ZIELE
1. Beantworten Sie zum Artikel über ausgebuchte Unterkünfte auf der Alb diese Fragen:
(a) An welchen beiden Bauprojekten sind die Firmen beteiligt, die Betten für ihre Mitarbeiter suchen?
(b) Wie viele Übernachtungen wurden im vergangenen Jahr in der Gemeinde Merklingen verzeichnet?
(c) Welche Gemeinden werben auf der Tourismusmesse CMT so dominant um Besucher?
2. Schreiben Sie aus dem Artikel über ausgebuchte Unterkünfte auf der Alb den Abschnitt wortgetreu ab, der mit den Worten beginnt, in denen „Schwäbische Zeitung (Biberach)“ steht, und mit „ihre Mitarbeiter benötigen.“ endet.
3. Wie könnte der Artikel über ausgebuchte Unterkünfte auf der Alb weitergehen? Setzen Sie ihn nach seinem letzten Satz fort.

TEXTAUSZUG
◇ ◇ ◇ ◇

Schwäbische Zeitung (Biberach)
Begehrte Betten
Unterkünfte auf der Alb wegen A-8-Ausbau und ICE-Strecke ausgebucht
- „Tut mir leid, wir sind komplett belegt“, lautet die häufige Antwort, wenn Gäste in Merklingen, Nellingen oder auch Türkheim nach Übernachtungsmöglichkeiten suchen. Denn die Betten sind bei Firmen begehrt, die am Ausbau der Autobahn 8 und der ICE-Neubaustrecke beteiligt sind und Schlafmöglichkeiten für ihre Mitarbeiter benötigen.
Allein in der Gemeinde Merklingen wurden im vergangenen Jahr 13 762 Übernachtungen verzeichnet. Die durchschnittliche Verweildauer lag bei 1,4 Tagen. Natürlich sieht Manuela Uebele, Finanzbeamtin der Gemeinde Merklingen, die Nachfrage zum Übernachten in der Albgemeinde auch im Ausbau der Bahntrasse und der Autobahn begründet. Sie hatte die Statistik in der jüngsten Ratssitzung verkündet. Dennoch sind diese bemerkenswert hoch, schließlich sind Merklingen und Nellingen nicht die typischen Tourismusgemeinden, die etwa auf der Tourismusmesse CMT so dominant um Besucher werben wie Westerheim, Laichingen oder Blaubeuren.

◇ ◇ ◇ ◇

BEREITGESTELLTE DATEN
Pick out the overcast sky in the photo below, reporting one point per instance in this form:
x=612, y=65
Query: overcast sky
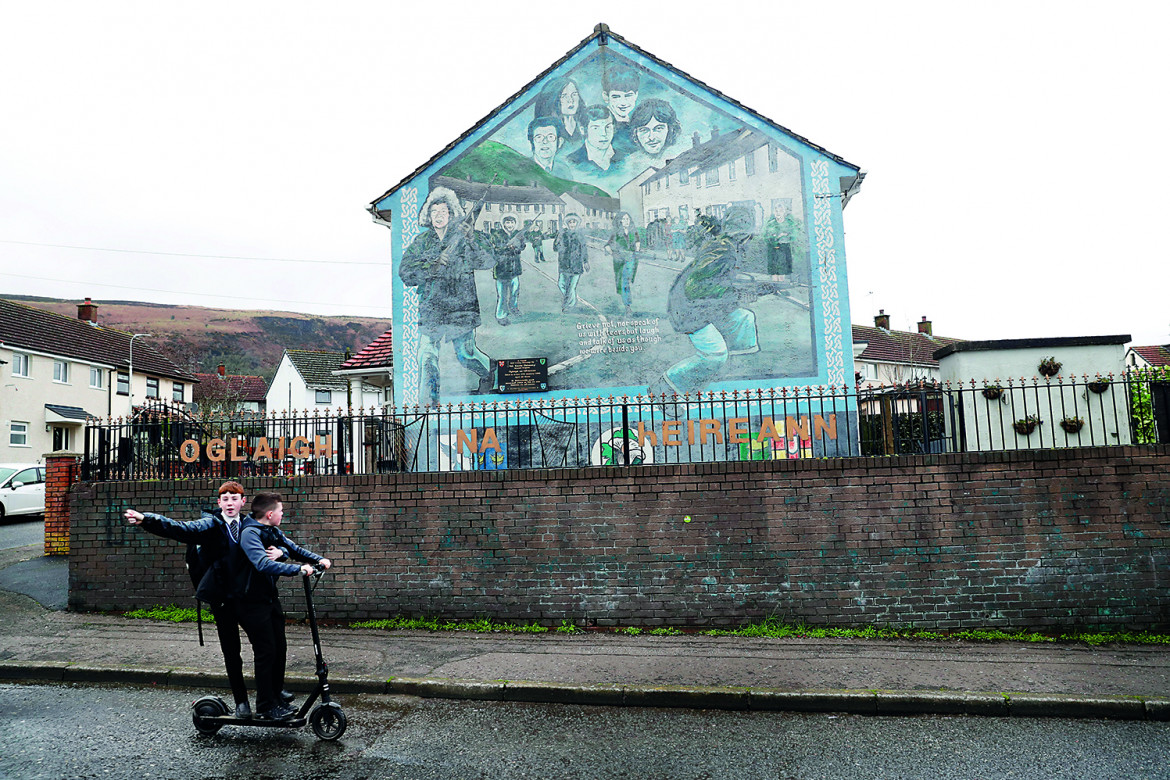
x=188, y=153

◇ ◇ ◇ ◇

SCHRIFTLICHE ANTWORTEN
1.
(a) Am Ausbau der Autobahn 8 und an der ICE-Neubaustrecke
(b) 13 762
(c) Westerheim, Laichingen und Blaubeuren

2.
Schwäbische Zeitung (Biberach)
Begehrte Betten
Unterkünfte auf der Alb wegen A-8-Ausbau und ICE-Strecke ausgebucht
- „Tut mir leid, wir sind komplett belegt“, lautet die häufige Antwort, wenn Gäste in Merklingen, Nellingen oder auch Türkheim nach Übernachtungsmöglichkeiten suchen. Denn die Betten sind bei Firmen begehrt, die am Ausbau der Autobahn 8 und der ICE-Neubaustrecke beteiligt sind und Schlafmöglichkeiten für ihre Mitarbeiter benötigen.

3.
„Wir sind während der Woche, meistens von Montag bis Donnerstag, komplett ausgebucht“, bestätigt Hildegard Dürner, die mit ihrem Mann Andreas den Merklinger Gasthof Bürgerstüble führt. Aber wer bucht überhaupt ein Zimmer in den Gemeinden? „Derzeit sind auch viele Ingenieure oder Bauleiter Gäste, die wegen des Ausbaus der A 8 auf der Alb arbeiten“, erklärt Hildegard Dürner.
MERKLINGEN/NELLINGEN
Absagen wegen Ausbuchung
Nichts anderes berichtet die Chefin des Merklinger Gasthofs Sonne, Tanja Morgen: „Ja, wir sind oft völlig ausgebucht.“Das sei zwar früher auch schon öfters der Fall gewesen. „Mittlerweile aber sind die Übernachtungen bei uns durch den Bau der Bahnstrecke deutlich angestiegen.“Laut Gerhard Fink von der Albernte seien die Übernachtungen über den Jahreswechsel und im Januar nicht ganz so häufig gewesen wie sonst. Aber auch er verzeichnet durch die Arbeiter im Autobahnbereich deutlich mehr Gäste. Dauerbelegt ist das Hotel Ochsen am Merklinger Ortseingang. „Alle Gäste, die nicht untergebracht werden können, vermitteln wir selbstverständlich an die Nachbarschaft“, betont Inhaber Andreas Hinz – auch an den Nellinger Landgasthof Krone. In Nellingen jedoch gibt es keine Statistik zu den Übernachtungszahlen. In der Krone sei man bereits durch einige Tagungen hoch frequentiert, nun sind die dortigen Betten auch durch Mitarbeiter der Baufirmen gefragt.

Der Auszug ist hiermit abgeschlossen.